EXERCISE INPUT
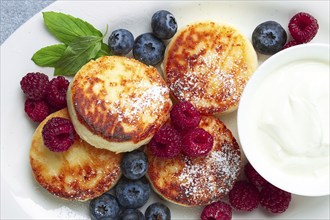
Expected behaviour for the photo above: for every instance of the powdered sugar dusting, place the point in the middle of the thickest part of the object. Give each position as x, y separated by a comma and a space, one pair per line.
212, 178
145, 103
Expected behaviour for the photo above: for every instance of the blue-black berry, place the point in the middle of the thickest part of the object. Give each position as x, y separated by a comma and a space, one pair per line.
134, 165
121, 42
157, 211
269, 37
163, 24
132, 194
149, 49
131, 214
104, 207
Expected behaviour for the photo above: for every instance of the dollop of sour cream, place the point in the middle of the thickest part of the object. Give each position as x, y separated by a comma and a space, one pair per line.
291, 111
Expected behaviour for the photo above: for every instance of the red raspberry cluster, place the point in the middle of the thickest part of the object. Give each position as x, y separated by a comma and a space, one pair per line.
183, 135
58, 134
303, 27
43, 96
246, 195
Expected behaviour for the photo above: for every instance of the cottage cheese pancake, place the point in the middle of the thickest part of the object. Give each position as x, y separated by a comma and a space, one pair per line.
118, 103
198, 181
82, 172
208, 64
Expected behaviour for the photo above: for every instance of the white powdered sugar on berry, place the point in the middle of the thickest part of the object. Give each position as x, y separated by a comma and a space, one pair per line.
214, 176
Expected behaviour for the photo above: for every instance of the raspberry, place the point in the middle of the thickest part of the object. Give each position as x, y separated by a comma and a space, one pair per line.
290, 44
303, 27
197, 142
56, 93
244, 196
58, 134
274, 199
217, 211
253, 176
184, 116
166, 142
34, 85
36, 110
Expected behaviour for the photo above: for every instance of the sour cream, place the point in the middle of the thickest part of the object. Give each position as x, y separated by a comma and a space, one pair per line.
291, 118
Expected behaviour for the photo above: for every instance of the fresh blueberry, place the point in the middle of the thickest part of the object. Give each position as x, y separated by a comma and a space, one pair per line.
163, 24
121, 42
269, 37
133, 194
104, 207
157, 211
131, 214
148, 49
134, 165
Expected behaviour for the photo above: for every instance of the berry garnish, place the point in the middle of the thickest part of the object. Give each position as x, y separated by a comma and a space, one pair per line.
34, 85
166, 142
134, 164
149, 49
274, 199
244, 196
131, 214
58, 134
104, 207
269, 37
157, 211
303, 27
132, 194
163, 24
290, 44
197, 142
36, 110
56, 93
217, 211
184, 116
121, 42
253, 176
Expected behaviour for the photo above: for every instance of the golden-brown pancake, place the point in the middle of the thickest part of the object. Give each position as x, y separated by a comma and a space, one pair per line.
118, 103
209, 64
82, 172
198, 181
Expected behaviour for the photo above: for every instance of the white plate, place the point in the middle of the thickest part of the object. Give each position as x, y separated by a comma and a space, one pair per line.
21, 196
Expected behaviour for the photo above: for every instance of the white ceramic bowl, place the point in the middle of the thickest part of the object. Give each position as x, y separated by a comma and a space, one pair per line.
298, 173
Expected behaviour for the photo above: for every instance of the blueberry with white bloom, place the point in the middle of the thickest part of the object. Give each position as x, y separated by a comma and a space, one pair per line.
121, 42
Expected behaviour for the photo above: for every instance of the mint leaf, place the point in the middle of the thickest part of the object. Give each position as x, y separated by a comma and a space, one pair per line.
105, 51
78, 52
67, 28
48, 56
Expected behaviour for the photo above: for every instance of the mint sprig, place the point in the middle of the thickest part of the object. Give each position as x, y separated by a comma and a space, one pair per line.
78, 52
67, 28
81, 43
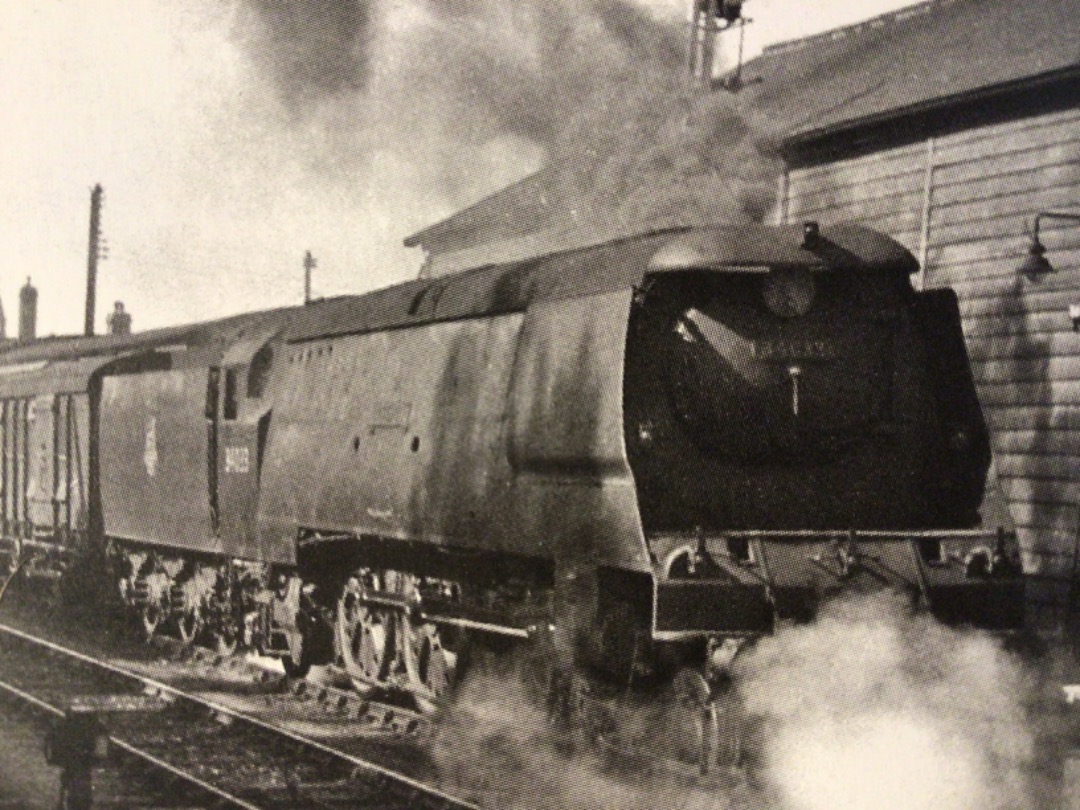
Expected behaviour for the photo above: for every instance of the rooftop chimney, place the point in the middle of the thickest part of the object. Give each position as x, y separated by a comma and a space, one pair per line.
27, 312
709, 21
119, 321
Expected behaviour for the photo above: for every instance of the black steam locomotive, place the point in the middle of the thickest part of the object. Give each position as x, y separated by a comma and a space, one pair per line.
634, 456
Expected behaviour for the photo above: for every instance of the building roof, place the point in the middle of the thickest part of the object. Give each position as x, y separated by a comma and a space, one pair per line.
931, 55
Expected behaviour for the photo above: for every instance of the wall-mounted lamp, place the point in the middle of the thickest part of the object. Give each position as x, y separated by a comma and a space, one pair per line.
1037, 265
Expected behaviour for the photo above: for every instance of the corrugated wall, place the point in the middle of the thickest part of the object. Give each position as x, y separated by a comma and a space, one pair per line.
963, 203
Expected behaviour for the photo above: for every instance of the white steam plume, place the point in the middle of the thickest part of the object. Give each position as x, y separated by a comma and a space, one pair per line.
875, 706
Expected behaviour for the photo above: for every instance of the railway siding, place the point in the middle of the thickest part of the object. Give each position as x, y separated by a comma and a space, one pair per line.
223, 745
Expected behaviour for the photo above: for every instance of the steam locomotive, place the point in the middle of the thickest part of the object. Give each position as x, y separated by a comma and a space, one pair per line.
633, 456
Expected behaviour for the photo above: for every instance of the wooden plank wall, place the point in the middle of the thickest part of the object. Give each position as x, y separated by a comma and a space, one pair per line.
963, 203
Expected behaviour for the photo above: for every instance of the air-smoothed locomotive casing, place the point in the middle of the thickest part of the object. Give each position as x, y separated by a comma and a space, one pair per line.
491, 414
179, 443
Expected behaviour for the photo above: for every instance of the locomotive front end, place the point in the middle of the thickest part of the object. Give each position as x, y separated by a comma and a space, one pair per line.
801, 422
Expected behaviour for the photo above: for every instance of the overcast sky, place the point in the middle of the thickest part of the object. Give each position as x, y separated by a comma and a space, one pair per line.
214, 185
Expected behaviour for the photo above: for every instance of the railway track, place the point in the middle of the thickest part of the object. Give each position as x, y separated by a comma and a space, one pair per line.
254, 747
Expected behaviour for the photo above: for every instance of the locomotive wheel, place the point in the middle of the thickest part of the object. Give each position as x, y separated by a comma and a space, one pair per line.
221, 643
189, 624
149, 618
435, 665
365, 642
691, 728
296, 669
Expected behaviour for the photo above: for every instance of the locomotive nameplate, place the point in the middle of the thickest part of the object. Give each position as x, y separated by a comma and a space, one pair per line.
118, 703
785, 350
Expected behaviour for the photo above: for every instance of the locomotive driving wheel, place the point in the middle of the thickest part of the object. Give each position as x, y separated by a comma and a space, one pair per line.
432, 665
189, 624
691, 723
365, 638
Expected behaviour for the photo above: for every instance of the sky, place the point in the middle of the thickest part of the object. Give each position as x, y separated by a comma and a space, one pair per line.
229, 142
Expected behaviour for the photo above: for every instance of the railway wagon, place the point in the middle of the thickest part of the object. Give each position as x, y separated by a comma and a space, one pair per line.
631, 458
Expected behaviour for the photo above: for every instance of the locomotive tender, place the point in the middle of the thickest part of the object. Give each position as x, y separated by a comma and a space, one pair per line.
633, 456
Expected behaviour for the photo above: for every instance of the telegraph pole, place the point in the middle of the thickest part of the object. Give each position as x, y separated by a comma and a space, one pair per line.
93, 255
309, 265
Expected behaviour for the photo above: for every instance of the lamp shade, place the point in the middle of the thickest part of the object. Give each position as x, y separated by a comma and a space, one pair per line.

---

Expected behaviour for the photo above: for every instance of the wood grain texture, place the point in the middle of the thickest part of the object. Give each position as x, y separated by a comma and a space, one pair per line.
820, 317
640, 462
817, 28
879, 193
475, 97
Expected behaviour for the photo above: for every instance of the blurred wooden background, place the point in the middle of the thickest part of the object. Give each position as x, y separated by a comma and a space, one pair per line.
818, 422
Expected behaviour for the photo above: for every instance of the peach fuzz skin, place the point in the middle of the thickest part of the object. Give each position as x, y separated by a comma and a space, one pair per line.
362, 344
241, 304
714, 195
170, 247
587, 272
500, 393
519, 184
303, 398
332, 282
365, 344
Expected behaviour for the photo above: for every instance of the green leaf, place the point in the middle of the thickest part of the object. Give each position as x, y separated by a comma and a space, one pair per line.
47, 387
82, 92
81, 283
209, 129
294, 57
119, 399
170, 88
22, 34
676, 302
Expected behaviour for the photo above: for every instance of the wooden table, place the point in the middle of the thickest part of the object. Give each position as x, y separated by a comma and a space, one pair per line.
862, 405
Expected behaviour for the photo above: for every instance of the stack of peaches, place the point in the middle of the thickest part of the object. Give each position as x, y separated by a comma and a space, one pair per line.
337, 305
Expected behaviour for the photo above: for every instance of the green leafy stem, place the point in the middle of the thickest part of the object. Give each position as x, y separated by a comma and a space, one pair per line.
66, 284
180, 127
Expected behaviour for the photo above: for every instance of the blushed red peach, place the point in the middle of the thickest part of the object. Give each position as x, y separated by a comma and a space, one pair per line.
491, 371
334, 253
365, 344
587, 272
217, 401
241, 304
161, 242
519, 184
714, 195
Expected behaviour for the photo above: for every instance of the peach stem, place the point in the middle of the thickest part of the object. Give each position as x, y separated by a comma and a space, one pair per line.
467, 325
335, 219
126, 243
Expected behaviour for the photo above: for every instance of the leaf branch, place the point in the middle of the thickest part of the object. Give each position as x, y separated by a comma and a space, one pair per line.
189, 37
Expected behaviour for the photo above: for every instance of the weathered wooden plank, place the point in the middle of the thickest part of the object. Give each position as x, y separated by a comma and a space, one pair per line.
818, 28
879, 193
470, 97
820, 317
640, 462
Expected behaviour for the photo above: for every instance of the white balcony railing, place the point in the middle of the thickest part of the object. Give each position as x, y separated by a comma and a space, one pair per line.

* * *

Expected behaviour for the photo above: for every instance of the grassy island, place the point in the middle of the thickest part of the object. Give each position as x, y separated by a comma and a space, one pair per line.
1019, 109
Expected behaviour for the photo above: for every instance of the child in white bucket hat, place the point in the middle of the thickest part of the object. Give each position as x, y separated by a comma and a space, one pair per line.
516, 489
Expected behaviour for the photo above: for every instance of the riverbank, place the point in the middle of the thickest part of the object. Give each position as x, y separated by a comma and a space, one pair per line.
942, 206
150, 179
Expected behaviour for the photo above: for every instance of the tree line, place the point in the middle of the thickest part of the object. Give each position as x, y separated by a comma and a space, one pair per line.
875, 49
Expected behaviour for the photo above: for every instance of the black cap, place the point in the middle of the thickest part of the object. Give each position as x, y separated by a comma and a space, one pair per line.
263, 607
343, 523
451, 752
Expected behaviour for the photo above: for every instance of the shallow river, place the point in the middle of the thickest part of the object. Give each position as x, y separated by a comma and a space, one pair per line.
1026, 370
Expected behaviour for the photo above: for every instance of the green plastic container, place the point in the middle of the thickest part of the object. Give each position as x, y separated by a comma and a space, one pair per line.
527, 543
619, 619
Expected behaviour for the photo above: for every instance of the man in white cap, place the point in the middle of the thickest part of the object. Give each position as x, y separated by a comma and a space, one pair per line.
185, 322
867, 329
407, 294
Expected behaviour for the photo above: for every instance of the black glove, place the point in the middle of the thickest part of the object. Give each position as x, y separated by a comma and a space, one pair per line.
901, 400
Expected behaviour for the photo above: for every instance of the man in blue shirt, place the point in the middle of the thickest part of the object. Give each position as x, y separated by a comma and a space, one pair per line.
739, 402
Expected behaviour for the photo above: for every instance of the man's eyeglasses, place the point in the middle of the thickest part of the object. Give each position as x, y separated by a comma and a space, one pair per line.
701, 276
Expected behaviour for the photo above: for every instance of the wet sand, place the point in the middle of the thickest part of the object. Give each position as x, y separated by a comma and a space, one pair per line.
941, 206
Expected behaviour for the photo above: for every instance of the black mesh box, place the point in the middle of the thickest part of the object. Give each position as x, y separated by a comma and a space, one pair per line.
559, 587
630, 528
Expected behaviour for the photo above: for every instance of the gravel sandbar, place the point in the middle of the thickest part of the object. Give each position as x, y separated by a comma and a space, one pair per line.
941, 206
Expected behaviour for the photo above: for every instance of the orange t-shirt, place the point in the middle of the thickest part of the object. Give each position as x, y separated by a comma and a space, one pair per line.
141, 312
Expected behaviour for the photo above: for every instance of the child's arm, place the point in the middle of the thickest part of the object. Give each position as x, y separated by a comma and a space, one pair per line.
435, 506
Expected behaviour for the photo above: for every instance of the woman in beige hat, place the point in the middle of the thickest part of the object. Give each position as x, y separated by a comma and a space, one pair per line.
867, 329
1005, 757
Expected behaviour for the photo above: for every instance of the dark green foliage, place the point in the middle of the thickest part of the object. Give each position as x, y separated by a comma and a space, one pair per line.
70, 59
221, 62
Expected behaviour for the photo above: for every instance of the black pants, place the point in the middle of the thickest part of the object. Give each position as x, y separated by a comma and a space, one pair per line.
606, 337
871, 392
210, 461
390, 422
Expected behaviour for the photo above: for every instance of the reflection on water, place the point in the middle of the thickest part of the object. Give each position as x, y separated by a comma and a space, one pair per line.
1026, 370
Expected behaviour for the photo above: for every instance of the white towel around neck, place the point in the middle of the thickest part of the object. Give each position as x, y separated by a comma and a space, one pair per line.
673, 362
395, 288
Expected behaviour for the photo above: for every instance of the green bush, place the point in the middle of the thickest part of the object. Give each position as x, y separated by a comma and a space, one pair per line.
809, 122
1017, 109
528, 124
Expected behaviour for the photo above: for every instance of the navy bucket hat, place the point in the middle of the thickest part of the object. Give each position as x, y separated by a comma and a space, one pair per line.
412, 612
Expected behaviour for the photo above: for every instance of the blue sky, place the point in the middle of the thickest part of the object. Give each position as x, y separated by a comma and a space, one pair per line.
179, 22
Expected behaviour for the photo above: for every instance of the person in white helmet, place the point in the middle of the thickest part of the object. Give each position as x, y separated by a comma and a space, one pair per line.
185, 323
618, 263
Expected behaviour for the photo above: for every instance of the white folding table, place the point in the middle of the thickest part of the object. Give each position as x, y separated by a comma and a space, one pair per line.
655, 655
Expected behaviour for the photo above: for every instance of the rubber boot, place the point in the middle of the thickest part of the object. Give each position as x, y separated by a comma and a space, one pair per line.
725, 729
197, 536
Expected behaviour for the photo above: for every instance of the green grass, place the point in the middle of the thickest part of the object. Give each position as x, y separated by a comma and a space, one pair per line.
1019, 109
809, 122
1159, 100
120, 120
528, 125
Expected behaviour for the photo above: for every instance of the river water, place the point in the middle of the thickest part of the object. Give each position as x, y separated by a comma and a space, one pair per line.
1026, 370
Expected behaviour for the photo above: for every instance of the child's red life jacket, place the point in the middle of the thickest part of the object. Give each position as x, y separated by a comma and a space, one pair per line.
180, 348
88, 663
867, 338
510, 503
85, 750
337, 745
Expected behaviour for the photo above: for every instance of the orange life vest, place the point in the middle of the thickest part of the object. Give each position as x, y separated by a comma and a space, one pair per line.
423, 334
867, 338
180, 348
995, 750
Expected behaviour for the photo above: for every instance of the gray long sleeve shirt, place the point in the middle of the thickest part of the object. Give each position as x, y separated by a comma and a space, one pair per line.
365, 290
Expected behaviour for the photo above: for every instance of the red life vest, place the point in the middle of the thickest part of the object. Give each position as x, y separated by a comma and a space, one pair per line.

DESCRIPTION OF THE TASK
Reproduce, word for word, the lines of the listing from the line that contains "railway wagon, place" up to and including the line that contains "of the lamp".

SOLUTION TO THE EXERCISE
Expected behaviour for the photo above: for every instance of the railway wagon, place the point in the middle of the thickest part of the object. Give each position as x, y separated by a comma and a space, one pair per line.
631, 458
Expected behaviour for the photo above: for every instance of the locomotive tender, place the point in the middle of the thickest part of the object. Give each position as x, y separated by a comma and a space, one pair per line.
633, 456
Expected behaviour for the photo above: for every instance of the telegraph pole, place the point in the middle of the thickest part of the object. Give each position as x, y separated by a comma and a space, one pair per line.
93, 255
309, 265
Expected behaviour for the photo above: for every instance of the lamp shade, place the point in the middle of the thickest part of the object. Give each position as x, y separated by a comma and a space, one pair per line.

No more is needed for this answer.